:: DATA EXCERPTS

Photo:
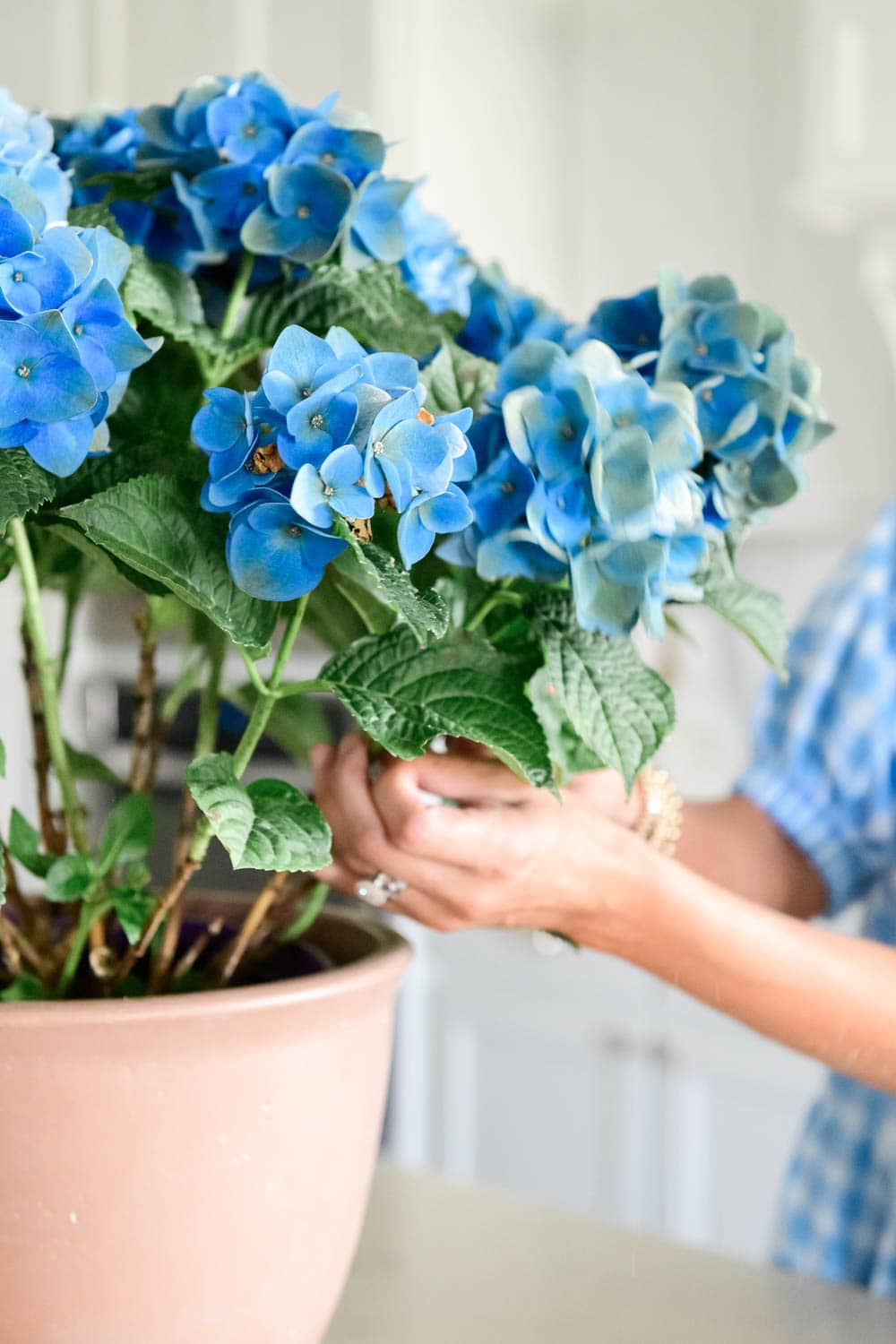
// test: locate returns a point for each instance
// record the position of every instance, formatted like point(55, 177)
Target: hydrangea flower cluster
point(250, 169)
point(587, 472)
point(26, 151)
point(66, 346)
point(331, 432)
point(758, 401)
point(500, 317)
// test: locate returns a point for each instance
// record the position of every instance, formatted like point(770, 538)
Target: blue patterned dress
point(825, 771)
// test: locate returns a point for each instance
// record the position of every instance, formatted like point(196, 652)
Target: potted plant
point(249, 381)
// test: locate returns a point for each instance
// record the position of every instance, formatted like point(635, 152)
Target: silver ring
point(379, 889)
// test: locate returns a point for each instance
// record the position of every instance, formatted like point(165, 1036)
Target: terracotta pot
point(194, 1168)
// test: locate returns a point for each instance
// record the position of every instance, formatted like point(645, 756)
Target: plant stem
point(290, 688)
point(237, 295)
point(269, 696)
point(206, 741)
point(202, 835)
point(254, 675)
point(54, 835)
point(26, 948)
point(271, 892)
point(67, 626)
point(48, 690)
point(490, 602)
point(90, 913)
point(145, 746)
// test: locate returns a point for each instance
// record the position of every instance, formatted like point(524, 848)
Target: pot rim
point(389, 954)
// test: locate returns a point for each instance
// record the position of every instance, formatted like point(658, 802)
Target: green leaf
point(374, 304)
point(128, 832)
point(134, 909)
point(94, 217)
point(86, 766)
point(142, 185)
point(69, 878)
point(375, 569)
point(296, 722)
point(23, 486)
point(24, 846)
point(618, 706)
point(24, 988)
point(455, 379)
point(156, 526)
point(268, 824)
point(161, 293)
point(565, 747)
point(753, 610)
point(405, 696)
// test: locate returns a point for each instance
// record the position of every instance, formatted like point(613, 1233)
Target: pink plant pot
point(194, 1168)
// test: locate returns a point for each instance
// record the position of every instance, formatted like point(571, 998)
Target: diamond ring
point(379, 889)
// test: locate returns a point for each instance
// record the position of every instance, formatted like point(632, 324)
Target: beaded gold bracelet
point(659, 820)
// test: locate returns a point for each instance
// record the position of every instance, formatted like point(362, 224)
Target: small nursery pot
point(194, 1169)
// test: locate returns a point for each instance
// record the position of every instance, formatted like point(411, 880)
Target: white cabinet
point(590, 1086)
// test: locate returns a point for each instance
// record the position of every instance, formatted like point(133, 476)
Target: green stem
point(67, 626)
point(257, 722)
point(254, 675)
point(237, 295)
point(289, 688)
point(209, 703)
point(90, 911)
point(48, 688)
point(489, 605)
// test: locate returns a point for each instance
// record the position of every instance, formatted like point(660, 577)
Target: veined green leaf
point(405, 696)
point(619, 707)
point(374, 304)
point(753, 610)
point(23, 486)
point(24, 846)
point(128, 832)
point(156, 526)
point(367, 564)
point(455, 379)
point(266, 824)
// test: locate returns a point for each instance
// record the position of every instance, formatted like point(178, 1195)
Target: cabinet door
point(589, 1086)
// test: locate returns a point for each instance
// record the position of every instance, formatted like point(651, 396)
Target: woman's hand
point(506, 855)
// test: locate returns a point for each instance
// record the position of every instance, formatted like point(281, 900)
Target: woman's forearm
point(825, 994)
point(737, 846)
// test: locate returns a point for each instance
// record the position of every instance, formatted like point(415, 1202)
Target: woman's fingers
point(362, 844)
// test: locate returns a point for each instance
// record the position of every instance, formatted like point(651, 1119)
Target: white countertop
point(444, 1263)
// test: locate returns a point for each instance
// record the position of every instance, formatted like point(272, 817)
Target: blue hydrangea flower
point(332, 488)
point(630, 327)
point(758, 403)
point(501, 317)
point(427, 516)
point(249, 124)
point(26, 151)
point(352, 151)
point(435, 265)
point(598, 484)
point(274, 556)
point(332, 432)
point(304, 214)
point(375, 228)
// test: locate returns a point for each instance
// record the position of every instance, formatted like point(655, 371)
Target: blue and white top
point(825, 771)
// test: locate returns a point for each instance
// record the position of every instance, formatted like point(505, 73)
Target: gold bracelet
point(659, 822)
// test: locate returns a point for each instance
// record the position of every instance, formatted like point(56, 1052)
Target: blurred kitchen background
point(586, 144)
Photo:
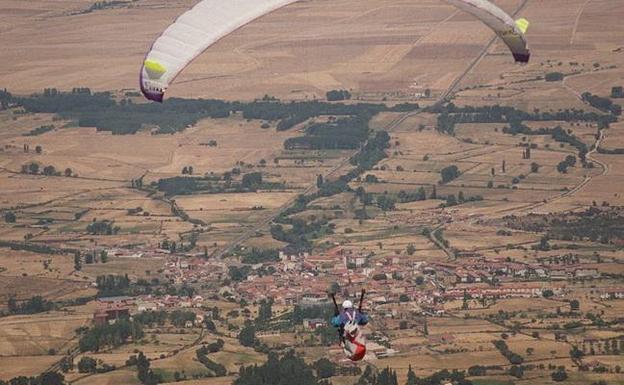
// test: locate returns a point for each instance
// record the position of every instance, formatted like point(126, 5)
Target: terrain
point(397, 226)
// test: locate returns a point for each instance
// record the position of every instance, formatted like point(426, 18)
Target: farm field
point(215, 219)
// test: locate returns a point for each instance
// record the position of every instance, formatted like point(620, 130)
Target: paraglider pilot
point(348, 322)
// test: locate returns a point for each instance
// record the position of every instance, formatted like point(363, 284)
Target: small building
point(313, 323)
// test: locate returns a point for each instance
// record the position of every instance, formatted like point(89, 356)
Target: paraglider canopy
point(210, 20)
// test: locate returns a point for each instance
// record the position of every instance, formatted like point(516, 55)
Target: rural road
point(390, 127)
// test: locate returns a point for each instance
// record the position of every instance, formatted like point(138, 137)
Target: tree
point(9, 217)
point(247, 336)
point(477, 370)
point(252, 180)
point(319, 181)
point(559, 375)
point(87, 365)
point(77, 262)
point(386, 203)
point(449, 173)
point(51, 378)
point(324, 368)
point(535, 167)
point(49, 170)
point(33, 168)
point(103, 256)
point(516, 371)
point(411, 376)
point(547, 293)
point(265, 312)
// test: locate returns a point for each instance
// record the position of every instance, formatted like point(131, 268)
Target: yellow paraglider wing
point(154, 69)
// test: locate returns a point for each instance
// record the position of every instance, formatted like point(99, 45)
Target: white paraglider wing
point(192, 33)
point(510, 31)
point(210, 20)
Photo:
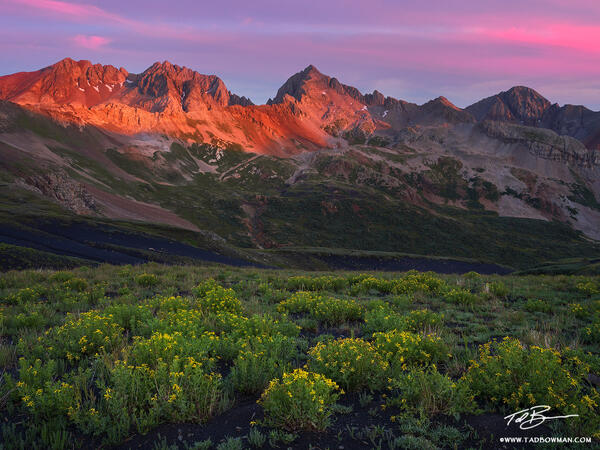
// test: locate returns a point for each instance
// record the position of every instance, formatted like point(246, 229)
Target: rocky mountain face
point(171, 145)
point(527, 107)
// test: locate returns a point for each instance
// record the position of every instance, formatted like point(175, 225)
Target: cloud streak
point(90, 42)
point(458, 49)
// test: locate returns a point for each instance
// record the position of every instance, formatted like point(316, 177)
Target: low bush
point(300, 400)
point(513, 377)
point(404, 350)
point(461, 296)
point(537, 305)
point(428, 391)
point(146, 280)
point(351, 362)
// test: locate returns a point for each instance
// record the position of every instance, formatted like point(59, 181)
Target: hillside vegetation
point(212, 357)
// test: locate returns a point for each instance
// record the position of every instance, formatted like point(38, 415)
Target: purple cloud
point(412, 49)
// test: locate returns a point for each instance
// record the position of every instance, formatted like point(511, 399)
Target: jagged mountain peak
point(519, 104)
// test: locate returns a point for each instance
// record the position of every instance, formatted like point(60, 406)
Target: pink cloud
point(90, 42)
point(71, 9)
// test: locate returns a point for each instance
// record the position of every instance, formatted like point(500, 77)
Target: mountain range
point(320, 165)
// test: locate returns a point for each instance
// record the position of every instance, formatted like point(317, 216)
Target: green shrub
point(591, 333)
point(76, 284)
point(383, 319)
point(351, 362)
point(589, 287)
point(300, 400)
point(299, 302)
point(89, 334)
point(201, 289)
point(576, 310)
point(537, 305)
point(498, 289)
point(142, 397)
point(335, 311)
point(260, 360)
point(404, 349)
point(513, 377)
point(328, 310)
point(146, 280)
point(427, 391)
point(461, 296)
point(218, 300)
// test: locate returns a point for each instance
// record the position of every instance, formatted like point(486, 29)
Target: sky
point(414, 50)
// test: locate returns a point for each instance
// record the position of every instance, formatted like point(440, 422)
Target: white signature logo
point(533, 417)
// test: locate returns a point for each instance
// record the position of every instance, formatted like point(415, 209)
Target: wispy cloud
point(90, 42)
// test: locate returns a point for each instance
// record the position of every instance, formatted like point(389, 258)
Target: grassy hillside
point(188, 357)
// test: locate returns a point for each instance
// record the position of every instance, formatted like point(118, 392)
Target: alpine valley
point(101, 165)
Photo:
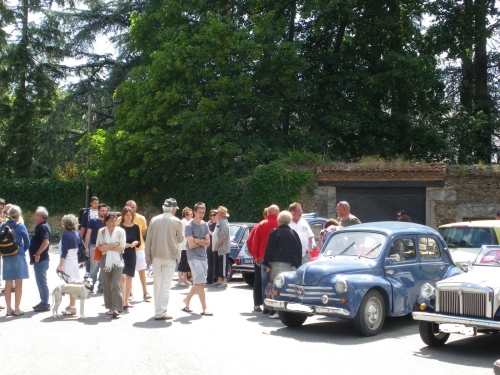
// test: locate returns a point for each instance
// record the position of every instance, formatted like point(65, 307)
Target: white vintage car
point(465, 304)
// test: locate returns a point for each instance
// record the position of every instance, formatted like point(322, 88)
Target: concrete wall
point(470, 192)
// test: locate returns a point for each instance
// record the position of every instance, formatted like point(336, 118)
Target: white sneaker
point(274, 315)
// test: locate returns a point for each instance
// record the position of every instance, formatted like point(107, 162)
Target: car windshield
point(367, 244)
point(488, 256)
point(234, 231)
point(464, 236)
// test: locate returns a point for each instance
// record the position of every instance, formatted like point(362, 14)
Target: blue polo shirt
point(42, 232)
point(94, 224)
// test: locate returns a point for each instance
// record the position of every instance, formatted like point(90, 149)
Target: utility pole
point(89, 123)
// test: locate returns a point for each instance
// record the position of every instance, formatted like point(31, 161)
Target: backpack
point(8, 244)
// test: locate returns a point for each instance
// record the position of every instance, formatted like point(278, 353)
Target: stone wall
point(471, 196)
point(469, 192)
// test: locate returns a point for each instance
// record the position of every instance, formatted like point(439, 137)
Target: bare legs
point(196, 289)
point(8, 295)
point(142, 277)
point(126, 288)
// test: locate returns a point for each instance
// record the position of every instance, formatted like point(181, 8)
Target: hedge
point(58, 196)
point(244, 198)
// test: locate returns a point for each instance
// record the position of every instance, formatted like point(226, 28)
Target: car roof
point(474, 224)
point(392, 227)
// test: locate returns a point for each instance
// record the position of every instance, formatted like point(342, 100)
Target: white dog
point(79, 291)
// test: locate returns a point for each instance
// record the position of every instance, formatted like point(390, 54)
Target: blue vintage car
point(365, 272)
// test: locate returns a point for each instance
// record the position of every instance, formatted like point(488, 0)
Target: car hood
point(311, 273)
point(477, 275)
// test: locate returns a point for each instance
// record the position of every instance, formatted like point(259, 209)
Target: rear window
point(468, 237)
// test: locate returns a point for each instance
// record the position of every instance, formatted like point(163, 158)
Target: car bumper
point(305, 309)
point(243, 268)
point(446, 319)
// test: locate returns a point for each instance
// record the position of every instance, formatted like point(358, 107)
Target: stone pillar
point(433, 195)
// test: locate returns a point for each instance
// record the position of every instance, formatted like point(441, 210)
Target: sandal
point(70, 311)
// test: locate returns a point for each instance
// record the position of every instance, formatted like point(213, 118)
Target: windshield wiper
point(375, 248)
point(343, 251)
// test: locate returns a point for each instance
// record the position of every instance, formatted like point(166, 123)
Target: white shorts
point(140, 263)
point(199, 270)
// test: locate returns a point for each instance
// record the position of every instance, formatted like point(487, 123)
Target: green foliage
point(245, 198)
point(58, 196)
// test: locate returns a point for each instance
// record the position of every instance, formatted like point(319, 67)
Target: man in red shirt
point(257, 285)
point(260, 242)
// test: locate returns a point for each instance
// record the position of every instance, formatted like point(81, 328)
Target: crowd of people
point(115, 245)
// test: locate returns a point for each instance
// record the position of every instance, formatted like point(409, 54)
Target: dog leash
point(63, 275)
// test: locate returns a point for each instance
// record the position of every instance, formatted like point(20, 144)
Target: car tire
point(371, 315)
point(496, 367)
point(429, 332)
point(292, 319)
point(229, 271)
point(248, 277)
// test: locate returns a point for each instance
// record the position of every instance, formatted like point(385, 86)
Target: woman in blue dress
point(15, 267)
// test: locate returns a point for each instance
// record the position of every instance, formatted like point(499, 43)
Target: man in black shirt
point(39, 256)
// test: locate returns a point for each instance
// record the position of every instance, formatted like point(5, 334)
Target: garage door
point(382, 204)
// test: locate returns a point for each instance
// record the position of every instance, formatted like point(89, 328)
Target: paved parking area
point(234, 340)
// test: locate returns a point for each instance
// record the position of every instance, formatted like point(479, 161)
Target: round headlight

::::

▶ [DIRECTIONS] State how many lines of the records above contain the word "plant". Give only the number.

▶ [SOLUTION BELOW] 3